--- START ---

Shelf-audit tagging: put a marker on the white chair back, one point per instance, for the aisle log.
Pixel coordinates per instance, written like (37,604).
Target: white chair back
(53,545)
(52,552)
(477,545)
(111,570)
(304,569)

--- END ---

Copy the records again, swapping "white" for "beige" everywhere and leaving everything else unchanged.

■ Task response
Shelf-audit tagging: put a marker on the beige chair back, one point per instance, for the aisle log.
Pixel coordinates per instance, written like (37,604).
Target: beige chair back
(53,545)
(52,552)
(477,545)
(111,570)
(304,569)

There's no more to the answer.